(Text excerpt begins)

Animal testing is a controversial issue having many supporters as well as non-supporters. People have been debating over this issue for years with no avail. Animal rights activists form groups that try to stop animal testing while scientists around the world argue that it is an important procedure that has led to many discoveries.
In January two thousand one, the People for the Ethical Treatment of Animals (PETA) filed a lawsuit against the Environmental Protection Agency's (EPA) high production volume chemicals testing initiative. This plan uses animal testing and PETA felt that the EPA was testing the same thing over and over again producing the same result. They were also killing thousands of laboratory animals in the process. This lawsuit was rejected because the EPA stated, "such mandates would complicate and possibly delay the entire testing program"(Franz 11).
PETA also argues that chemical company's test and retest issues that are unnecessary. For instance, it is a fact that arsenic in drinking water causes cancer in humans. But the EPA tested arsenic enriched water on laboratory animals for over twenty years and killed hundreds of thousands of animals only to prove what was already known. Many scientists prefer animal tests as opposed to non-animal tests even though "non-animal tests are often faster, cheaper, and their results are less subject to manipulation [ ]"(Sandler 46). .
The World Wildlife Foundation (WWF) and the Natural Resources Defense Council (NRDC) do not endorse non-animal testing because they cannot scientifically "validate" their relevance to human beings. Unless they can prove that non-animal tests are actually proving that a chemical is harmless to humans, they will not incorporate them into their research procedures (Sandler 46).
Gina Solomon from the NRDC does not agree with the over testing of the animals but does accept that laboratory animal testing as well as non-animal, and human testing are valuable resources in protecting humans and other animals from dangerous chemicals.

(Text excerpt ends)

- **Work instruction 1**: In the text on animal testing, what reason did the EPA give for rejecting PETA's lawsuit?
- **Work instruction 2**: For each statement, decide whether it agrees with the text on animal testing, and quote the words that settle it: (a) PETA filed its lawsuit against the EPA in January 2001. (b) The WWF and the NRDC endorse non-animal testing. (c) The EPA tested arsenic enriched water on laboratory animals for over twenty years.

(Given entries begins)

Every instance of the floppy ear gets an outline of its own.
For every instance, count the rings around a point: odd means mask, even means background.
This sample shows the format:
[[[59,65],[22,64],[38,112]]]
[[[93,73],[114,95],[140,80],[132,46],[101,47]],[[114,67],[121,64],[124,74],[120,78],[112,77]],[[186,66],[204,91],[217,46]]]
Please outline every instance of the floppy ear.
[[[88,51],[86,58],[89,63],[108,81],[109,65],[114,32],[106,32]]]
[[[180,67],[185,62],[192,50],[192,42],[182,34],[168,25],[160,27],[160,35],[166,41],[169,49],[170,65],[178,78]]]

(Given entries ends)

- **Response box 1**: The EPA stated that "such mandates would complicate and possibly delay the entire testing program."

- **Response box 2**:
(a) Yes: "In January two thousand one, the People for the Ethical Treatment of Animals (PETA) filed a lawsuit"
(b) No: "do not endorse non-animal testing"
(c) Yes: "the EPA tested arsenic enriched water on laboratory animals for over twenty years"